### [Exercise objective]
Nothing but an exact copy of the listing should be given.

### [Dataset extract]
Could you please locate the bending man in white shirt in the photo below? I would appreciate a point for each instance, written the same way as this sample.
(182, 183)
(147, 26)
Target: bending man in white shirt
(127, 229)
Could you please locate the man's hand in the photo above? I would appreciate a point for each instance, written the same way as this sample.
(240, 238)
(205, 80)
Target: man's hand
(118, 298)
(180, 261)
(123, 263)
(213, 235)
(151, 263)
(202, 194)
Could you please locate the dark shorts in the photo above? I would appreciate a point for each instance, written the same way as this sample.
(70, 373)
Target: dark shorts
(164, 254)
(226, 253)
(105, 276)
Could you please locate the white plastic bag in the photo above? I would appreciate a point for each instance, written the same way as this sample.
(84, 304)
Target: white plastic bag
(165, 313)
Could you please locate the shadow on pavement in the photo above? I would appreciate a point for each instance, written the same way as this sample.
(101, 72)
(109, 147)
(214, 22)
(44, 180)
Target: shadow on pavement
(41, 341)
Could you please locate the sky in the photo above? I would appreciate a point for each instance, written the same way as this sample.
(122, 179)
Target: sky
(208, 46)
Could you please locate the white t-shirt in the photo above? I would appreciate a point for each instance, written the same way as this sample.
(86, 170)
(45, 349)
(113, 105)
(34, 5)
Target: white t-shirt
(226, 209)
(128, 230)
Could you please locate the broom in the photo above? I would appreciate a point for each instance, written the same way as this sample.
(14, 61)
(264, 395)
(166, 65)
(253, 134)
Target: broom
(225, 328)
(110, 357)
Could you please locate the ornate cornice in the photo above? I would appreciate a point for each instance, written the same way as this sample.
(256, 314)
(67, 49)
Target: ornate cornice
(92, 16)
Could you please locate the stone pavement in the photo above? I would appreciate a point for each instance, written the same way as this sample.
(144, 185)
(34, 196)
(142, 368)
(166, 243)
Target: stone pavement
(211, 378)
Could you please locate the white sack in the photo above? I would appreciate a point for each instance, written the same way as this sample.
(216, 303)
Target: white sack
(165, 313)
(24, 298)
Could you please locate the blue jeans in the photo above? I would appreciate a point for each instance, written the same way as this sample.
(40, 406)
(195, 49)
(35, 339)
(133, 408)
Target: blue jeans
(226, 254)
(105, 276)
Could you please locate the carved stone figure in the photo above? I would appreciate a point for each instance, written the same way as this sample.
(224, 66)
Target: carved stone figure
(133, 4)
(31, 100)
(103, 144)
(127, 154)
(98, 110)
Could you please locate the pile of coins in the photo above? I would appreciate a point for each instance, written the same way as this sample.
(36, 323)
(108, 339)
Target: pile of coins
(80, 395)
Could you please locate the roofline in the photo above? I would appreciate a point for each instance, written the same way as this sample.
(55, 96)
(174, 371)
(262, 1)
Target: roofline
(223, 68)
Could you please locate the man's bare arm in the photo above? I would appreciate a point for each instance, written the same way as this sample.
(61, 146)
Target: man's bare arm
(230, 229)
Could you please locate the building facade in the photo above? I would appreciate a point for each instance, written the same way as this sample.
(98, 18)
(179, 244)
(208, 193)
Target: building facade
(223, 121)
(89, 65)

### [Problem solution]
Could you please locate the bending man in white shirt in the photo below? I would appreciate a point for each instance, written the same way as this sample.
(182, 183)
(147, 26)
Target: bending man in white shirt
(127, 229)
Could you please locate the man's hand in the photo above? I would appreciate a point for each instance, written the same way as this sample.
(240, 238)
(205, 80)
Target: man's hand
(118, 298)
(180, 261)
(123, 263)
(213, 235)
(151, 263)
(202, 194)
Could you please locate the dark shorts in the photo above? I would appreciate a point for each instance, written the same way as this sample.
(70, 373)
Target: dark shorts
(164, 254)
(226, 253)
(105, 276)
Could you please locate the white plastic bag in the photo above? I would appreciate a point for each instance, written the same way as this sample.
(84, 304)
Target: white plastic bag
(165, 313)
Could you please locate the shadow on pavement in the photo above? I would appreciate a point for each instance, written the same way as this sample.
(101, 72)
(109, 147)
(214, 22)
(44, 180)
Target: shadow on pavement
(41, 341)
Could you please locate the sky in the photo above? I would appreciate a point for each instance, written the same way as this sample.
(122, 179)
Target: sky
(208, 46)
Could you please locate the white t-shirt in the photo above? I would appreciate a point for each instance, written the same way as this sample.
(86, 170)
(45, 349)
(113, 105)
(34, 5)
Target: white t-shirt
(226, 209)
(128, 230)
Could you please locate the broom in the photo above? I would appreciate a point for each instance, written the same way as this sample.
(14, 61)
(264, 395)
(166, 65)
(253, 134)
Target: broom
(225, 328)
(110, 357)
Could you please locate the ornate cornice in the photo above? I would appreciate a point for each instance, written the same way as this sample.
(256, 314)
(67, 49)
Target: ornate cornice
(92, 16)
Could you please locate the stone pavement in the photo above? I would appreciate a point for each instance, written the same way as this sample.
(144, 185)
(34, 196)
(142, 368)
(166, 243)
Target: stone pavement
(211, 378)
Could you please locate the white sack in the photo above? I would appreciate a point for each instance, written the same way as this sample.
(216, 303)
Target: white sack
(165, 313)
(24, 298)
Could you please locate the blue jeans in the photo above? I would appreciate a point for each instance, written the same way as this sample.
(40, 406)
(195, 49)
(35, 339)
(133, 408)
Target: blue jeans
(226, 254)
(105, 276)
Could you please locate the carved stone figure in the photo above? I would appreciate a point for each instance, written the same way as this sample.
(224, 66)
Target: carved stone figure
(133, 4)
(31, 100)
(103, 144)
(127, 154)
(98, 110)
Could you please locate the pile of coins in the photo above? I would appreciate a point for each instance, written the same way as this sample.
(36, 323)
(108, 339)
Target: pile of coins
(80, 395)
Could you please locate the roofline in the photo above? I would appreciate a point for each instance, written the same way as this sample.
(55, 96)
(174, 371)
(262, 1)
Target: roofline
(223, 68)
Could you please locate the man's bare arm in the photo above? I would appreciate a point for each instance, written the same way as this sample.
(61, 146)
Target: man's bare arm
(230, 229)
Could you please locate the building facade in the photo above? I would appreciate a point for each instance, written the same way as this sample.
(98, 18)
(179, 244)
(208, 193)
Target: building facade
(223, 121)
(89, 65)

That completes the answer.